● The exercise
Reproduce verbatim the lines below, from the line containing "# locate red toolbox: put" through the final line, both ends included, and output no other lines.

▽

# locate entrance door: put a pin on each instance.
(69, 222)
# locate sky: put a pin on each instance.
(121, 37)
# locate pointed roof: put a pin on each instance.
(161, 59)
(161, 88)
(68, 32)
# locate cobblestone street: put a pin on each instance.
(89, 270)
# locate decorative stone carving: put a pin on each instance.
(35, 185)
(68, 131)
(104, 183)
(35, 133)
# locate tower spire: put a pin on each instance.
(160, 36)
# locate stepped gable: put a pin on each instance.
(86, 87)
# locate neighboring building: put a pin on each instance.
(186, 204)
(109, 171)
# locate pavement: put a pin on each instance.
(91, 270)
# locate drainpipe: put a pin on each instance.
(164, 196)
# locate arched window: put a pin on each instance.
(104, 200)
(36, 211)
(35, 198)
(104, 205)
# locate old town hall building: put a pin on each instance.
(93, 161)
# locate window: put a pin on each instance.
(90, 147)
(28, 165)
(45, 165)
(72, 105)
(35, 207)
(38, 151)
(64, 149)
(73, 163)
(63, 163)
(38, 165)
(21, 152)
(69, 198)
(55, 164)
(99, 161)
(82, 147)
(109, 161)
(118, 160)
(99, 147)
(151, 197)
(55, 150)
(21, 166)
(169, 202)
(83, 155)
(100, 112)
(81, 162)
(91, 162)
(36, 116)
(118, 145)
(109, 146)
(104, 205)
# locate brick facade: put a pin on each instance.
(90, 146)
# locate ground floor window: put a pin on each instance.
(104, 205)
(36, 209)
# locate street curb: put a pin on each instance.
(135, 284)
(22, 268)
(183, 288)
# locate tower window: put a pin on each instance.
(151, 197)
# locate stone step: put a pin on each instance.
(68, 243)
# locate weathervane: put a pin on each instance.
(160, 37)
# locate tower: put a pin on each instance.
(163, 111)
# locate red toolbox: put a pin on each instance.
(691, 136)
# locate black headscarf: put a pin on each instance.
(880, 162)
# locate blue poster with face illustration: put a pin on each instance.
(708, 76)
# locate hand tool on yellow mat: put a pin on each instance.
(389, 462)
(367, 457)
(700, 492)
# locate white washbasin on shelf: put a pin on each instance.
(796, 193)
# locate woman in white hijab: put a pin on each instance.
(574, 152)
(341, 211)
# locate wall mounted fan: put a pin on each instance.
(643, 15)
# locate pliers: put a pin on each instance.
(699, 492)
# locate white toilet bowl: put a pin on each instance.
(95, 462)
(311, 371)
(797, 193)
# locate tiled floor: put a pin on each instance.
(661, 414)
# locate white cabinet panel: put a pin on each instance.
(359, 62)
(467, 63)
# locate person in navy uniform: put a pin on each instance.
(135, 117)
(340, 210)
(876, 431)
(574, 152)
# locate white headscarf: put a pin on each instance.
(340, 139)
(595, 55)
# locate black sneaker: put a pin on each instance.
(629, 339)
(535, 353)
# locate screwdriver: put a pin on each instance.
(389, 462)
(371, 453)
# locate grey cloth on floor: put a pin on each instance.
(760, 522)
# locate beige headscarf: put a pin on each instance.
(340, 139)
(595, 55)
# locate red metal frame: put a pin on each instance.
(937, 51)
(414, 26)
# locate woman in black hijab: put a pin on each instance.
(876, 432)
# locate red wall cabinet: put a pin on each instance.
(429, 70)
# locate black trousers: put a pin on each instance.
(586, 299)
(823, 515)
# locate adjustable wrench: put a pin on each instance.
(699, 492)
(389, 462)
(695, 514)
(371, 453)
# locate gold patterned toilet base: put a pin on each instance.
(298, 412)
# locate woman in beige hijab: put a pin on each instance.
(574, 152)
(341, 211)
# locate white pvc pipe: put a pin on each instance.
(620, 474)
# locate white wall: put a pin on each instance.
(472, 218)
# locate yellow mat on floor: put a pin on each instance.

△

● Solution for this task
# locate red toolbox: put a pin on each instance.
(691, 136)
# locate black headscarf: put a pin on each instance.
(880, 162)
# locate blue poster with face illustration: put a pin on each instance.
(708, 76)
# locate hand tool on yellow mat: put a pin on each instance.
(389, 462)
(367, 457)
(700, 492)
# locate white washbasin on shelf: put a pin on each instance.
(796, 193)
# locate woman in white hijab: put a pin on each instance.
(574, 152)
(341, 211)
# locate wall mounted fan: put a pin on each instance.
(643, 15)
# locate pliers: put a pin on each instance.
(699, 492)
# locate white toilet bowl: put a pin on each instance.
(95, 462)
(311, 371)
(797, 193)
# locate tiled floor: put a pin on each instance.
(661, 414)
# locate white cabinet panel: put a pin on each instance.
(359, 62)
(467, 63)
# locate person in navy uniform: put a pin on each instance.
(135, 117)
(340, 210)
(876, 431)
(574, 152)
# locate white headscarf: put a pin on each instance.
(340, 139)
(595, 55)
# locate black sneaker: put a pin on each instance.
(629, 339)
(535, 353)
# locate screwdriver: put a pin on each instance.
(389, 462)
(371, 453)
# locate grey cloth on floor: put a pin on each instance.
(760, 522)
# locate beige headscarf: put a pin on each instance.
(340, 139)
(595, 55)
# locate red metal frame: put a pin on each instance.
(937, 51)
(414, 26)
# locate woman in black hijab: put a pin on each instance.
(876, 432)
# locate red wall cabinet: put a pin on each instance.
(429, 70)
# locate black trousers: put a pin on each instance.
(586, 299)
(823, 515)
# locate adjustable wrench: put a pin on each instance.
(699, 492)
(389, 462)
(695, 514)
(371, 453)
# locate gold patterned toilet base: put a pin on each instance.
(298, 412)
# locate woman in beige hijab: put a pin on each instance.
(574, 152)
(341, 211)
# locate white pvc pipe: put a pin on each instance.
(620, 474)
# locate white wall: put a pin on each instance.
(472, 218)
# locate yellow mat on floor: put a pin on each instance.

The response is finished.